Reproduce the records below word for word, starting with the line that contains "Question: Draw a bounding box around the scale pedestal" and going on through the end of the records.

──────── Records supplied ────────

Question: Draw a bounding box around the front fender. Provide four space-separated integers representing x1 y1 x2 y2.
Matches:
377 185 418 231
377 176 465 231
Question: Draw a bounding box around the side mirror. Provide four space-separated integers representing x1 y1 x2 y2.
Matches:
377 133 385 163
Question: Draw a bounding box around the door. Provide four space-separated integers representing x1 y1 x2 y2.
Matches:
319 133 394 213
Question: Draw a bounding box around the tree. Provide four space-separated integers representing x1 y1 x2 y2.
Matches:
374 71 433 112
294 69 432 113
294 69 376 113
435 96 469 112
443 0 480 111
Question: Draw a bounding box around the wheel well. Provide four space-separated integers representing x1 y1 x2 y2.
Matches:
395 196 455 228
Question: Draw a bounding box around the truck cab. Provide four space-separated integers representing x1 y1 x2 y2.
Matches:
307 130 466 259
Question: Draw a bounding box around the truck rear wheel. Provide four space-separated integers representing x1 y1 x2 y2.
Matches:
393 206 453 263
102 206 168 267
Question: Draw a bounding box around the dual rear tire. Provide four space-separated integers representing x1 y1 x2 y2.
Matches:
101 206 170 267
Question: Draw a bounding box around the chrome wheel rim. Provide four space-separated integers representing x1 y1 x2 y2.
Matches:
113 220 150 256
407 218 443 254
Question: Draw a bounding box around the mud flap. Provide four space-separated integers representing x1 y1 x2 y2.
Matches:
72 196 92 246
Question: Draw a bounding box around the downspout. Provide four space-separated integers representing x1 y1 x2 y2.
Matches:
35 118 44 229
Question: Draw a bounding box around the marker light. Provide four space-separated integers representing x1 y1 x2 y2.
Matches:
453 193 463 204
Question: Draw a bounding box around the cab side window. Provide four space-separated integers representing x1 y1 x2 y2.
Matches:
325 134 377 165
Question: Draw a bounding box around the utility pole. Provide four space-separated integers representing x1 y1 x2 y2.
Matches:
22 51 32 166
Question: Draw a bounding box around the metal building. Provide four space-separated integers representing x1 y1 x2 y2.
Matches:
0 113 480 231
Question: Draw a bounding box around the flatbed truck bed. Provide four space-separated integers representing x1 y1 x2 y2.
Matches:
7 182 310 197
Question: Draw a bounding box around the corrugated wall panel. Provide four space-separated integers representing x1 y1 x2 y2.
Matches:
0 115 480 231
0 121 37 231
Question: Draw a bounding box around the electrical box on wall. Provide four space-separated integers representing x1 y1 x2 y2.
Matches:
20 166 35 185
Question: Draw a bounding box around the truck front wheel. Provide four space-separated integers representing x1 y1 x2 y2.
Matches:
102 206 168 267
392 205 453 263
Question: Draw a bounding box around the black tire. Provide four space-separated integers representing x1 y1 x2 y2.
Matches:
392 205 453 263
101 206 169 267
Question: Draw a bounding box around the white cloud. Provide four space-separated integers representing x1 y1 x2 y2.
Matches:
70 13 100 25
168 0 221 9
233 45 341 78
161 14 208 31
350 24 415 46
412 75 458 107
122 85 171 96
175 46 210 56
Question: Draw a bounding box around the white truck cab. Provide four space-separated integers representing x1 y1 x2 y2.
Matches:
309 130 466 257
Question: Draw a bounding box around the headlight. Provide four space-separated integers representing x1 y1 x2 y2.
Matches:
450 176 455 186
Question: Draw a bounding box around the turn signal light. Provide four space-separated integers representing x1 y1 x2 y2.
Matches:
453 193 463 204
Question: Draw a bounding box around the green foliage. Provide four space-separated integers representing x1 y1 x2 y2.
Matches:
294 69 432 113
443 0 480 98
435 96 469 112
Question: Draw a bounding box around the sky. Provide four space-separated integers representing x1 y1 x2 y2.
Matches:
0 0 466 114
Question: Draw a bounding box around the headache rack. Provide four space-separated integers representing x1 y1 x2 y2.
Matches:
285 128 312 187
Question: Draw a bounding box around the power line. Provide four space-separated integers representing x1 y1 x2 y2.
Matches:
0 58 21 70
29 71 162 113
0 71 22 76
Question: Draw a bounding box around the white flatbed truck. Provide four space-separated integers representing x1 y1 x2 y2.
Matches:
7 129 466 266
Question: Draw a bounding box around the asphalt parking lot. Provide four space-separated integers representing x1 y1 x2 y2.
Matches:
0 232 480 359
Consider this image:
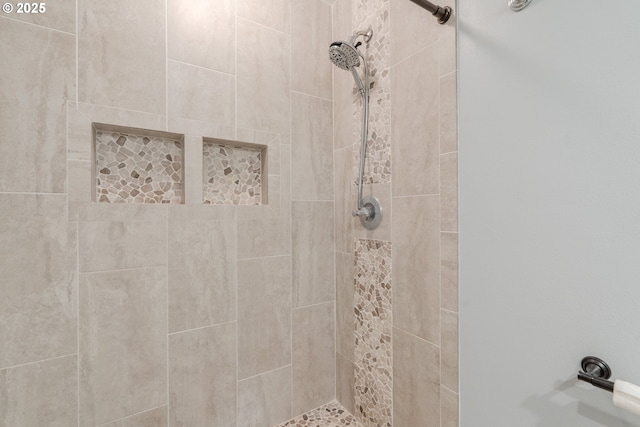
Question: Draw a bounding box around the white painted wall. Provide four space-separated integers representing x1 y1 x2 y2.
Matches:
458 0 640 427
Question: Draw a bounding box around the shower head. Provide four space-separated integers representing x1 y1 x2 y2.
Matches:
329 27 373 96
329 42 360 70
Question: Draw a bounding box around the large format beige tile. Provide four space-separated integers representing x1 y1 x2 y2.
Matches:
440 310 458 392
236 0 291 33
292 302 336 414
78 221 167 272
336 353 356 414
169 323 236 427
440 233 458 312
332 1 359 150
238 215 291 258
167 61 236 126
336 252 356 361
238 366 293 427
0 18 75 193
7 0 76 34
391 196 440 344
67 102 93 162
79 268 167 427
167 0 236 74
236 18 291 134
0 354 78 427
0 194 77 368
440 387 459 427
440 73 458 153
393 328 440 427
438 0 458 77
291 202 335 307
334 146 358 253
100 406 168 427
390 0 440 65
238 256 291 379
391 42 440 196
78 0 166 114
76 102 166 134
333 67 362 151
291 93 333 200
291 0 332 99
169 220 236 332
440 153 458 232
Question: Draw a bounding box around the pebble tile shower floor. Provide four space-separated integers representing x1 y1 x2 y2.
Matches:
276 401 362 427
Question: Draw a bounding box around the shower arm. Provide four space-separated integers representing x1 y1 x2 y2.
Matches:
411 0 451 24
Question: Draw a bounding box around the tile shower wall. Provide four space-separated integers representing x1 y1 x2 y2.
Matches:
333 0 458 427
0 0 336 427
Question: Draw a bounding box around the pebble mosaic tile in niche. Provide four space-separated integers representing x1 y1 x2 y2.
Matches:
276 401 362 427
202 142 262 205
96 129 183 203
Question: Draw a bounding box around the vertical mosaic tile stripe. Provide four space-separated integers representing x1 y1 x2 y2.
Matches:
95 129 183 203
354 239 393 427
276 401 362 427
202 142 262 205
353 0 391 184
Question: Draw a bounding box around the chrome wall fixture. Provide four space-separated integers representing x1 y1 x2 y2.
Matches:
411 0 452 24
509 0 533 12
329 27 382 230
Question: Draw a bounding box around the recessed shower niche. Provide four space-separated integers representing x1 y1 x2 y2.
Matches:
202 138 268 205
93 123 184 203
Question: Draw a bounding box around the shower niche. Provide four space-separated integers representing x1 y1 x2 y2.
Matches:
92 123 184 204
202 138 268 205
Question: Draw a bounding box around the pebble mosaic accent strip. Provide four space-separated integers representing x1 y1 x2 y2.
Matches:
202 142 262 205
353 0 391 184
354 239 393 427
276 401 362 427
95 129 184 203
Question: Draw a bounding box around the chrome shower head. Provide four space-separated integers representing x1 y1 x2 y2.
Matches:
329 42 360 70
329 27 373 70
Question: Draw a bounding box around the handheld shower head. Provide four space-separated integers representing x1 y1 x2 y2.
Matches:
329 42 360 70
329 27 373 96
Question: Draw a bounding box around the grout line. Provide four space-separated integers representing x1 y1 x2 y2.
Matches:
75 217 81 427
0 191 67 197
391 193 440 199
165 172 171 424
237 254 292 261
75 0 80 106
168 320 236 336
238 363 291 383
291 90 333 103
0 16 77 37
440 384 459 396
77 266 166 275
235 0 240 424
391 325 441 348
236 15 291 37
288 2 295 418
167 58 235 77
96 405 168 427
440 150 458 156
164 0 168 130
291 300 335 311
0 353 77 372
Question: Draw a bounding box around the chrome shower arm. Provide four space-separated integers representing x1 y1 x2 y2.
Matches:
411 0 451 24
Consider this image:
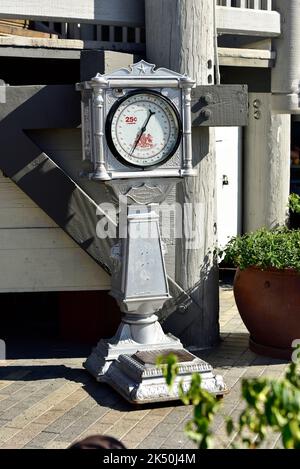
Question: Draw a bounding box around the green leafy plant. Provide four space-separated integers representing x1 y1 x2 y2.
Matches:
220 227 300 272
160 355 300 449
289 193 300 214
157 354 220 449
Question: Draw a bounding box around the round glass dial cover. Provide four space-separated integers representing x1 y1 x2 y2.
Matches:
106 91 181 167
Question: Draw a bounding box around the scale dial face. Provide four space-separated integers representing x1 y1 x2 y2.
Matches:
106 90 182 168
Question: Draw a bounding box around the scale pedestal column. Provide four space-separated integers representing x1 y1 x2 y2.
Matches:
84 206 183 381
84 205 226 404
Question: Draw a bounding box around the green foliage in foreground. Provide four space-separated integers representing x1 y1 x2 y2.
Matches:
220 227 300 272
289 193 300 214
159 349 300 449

────────

Exercise solution:
Question: Draw a bounding box around the scale pedestal column. Provide four space-separated integers representing x1 y1 x2 y2.
Matches:
84 206 183 381
84 205 226 404
Question: Draw a bounding box around the green foliage in foreground. Provide four space-separated integers representing x1 y1 x2 y2.
Matches:
220 227 300 272
289 193 300 214
159 349 300 449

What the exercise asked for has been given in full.